## WORK TASK
Every entry in the data below needs to be repeated exactly.

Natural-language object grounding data
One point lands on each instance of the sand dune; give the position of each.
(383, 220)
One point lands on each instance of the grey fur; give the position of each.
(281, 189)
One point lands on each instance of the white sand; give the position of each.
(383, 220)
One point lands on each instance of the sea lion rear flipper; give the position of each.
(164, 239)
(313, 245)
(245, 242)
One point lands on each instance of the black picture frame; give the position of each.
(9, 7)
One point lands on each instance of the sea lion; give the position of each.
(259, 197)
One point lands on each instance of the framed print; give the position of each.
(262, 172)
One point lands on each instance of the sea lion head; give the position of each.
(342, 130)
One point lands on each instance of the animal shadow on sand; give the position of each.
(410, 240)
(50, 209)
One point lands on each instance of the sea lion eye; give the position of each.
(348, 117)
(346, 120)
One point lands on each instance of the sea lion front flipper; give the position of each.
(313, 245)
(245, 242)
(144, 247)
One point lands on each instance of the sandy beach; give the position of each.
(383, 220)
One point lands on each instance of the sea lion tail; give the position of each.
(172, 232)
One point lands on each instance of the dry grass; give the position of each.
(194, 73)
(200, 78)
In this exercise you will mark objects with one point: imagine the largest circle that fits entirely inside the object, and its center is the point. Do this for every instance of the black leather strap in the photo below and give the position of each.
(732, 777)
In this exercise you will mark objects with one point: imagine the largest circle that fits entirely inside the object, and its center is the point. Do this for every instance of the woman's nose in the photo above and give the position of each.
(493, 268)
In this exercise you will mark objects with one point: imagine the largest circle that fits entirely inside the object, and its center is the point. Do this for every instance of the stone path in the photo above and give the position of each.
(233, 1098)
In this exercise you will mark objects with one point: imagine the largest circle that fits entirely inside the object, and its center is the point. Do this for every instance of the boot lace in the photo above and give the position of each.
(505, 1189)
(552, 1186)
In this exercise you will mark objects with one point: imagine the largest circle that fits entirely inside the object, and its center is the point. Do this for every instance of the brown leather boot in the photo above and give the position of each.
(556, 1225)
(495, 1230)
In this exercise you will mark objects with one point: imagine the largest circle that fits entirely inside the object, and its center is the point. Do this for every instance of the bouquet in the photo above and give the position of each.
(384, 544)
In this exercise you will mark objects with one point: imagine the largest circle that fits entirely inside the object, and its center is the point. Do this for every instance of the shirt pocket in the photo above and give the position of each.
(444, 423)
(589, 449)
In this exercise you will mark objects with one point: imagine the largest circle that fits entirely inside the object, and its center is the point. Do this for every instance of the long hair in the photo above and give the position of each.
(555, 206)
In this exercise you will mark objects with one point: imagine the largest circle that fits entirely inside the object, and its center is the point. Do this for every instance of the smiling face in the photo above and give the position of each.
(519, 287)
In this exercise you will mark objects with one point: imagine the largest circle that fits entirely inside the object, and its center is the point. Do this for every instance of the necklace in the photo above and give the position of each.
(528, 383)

## RESPONSE AREA
One point lands on each instance of the sand dune; give the position of each.
(383, 220)
One point lands on each instance of the grey fur; give the position of each.
(281, 189)
One point lands on each instance of the white sand; give the position of each.
(383, 220)
One point lands on each instance of the sea lion rear flipper; give the position of each.
(164, 239)
(313, 245)
(245, 242)
One point lands on each instance of the black picture frame; give the position of each.
(9, 7)
One point lands on each instance of the sea lion; give the position of each.
(259, 197)
One point lands on each instance of the framed print; give the position of each.
(262, 172)
One point lands on each instance of the sea lion head; give the position of each.
(342, 130)
One point lands on each instance of the animal shadow on sand; give the position of each.
(410, 240)
(50, 209)
One point lands on each instance of the sea lion eye; give the position of each.
(348, 117)
(346, 120)
One point lands on each instance of the sea lion front flipper; give the position of each.
(313, 245)
(245, 242)
(144, 247)
One point lands on each instance of the sandy beach; give the position of each.
(383, 220)
One point lands on each instance of the sea lion tail; give the position of each.
(172, 232)
One point lands on each instance of the dry grass; give the position of each.
(194, 73)
(200, 78)
In this exercise you will mark objects with one point: imagine the largest circle that fits entirely inside the object, and its center is the point. Do this for every instance of the black leather strap in the photo below and give the position of each.
(732, 777)
In this exercise you will mark objects with one point: imagine the largest circle that fits entirely inside the object, and its center is the point. Do this for every instance of the woman's nose in the photo above and give the position of each.
(493, 268)
In this exercise you will mark objects with one point: imagine the largest circle that fits entirely inside the object, and its center is the point. Do this for every instance of the stone path in the photo above and give the position of each.
(233, 1098)
In this exercise you will mark objects with one point: imagine the largest circle that fits entirely inside the object, and its center is the point. Do this for every instance of the boot lace in the photo above and give the position of each.
(505, 1189)
(552, 1186)
In this exercise you will mark objects with one point: imagine the largest circle that fits entirely inside the object, and its center is the point. Do this for every instance of the brown leather boot in the photo above and give the position of each.
(556, 1225)
(495, 1230)
In this exercise you will mark objects with one point: imagine the largest circle that fits entirely inside the object, and its center is the point. Do this for every instance of the bouquet in the photo above and give the position of each.
(384, 544)
In this exercise you will mark objects with one point: imagine the largest circle that fits entirely inside the object, and its center is the point. Do this for every instance of the shirt pocket in the photo above and give the position of each.
(444, 423)
(589, 449)
In this exercise you will mark objects with one point: imagine the largest circle that fits entirely inside the object, and its center is the point. Do this for every instance of the long hair in the photo above and give the position of each.
(555, 206)
In this exercise you will mark objects with one point: imagine the largest circle that fits entirely inside the object, and its center is the point. Do this for every instance of the smiling face in the photo above and give the position of each.
(519, 287)
In this exercise you will mark objects with one point: imagine the largest circle that fits entirely inside the object, and its center is the point. Do this for every instance of the necklace in the photo above and give the position of each.
(528, 383)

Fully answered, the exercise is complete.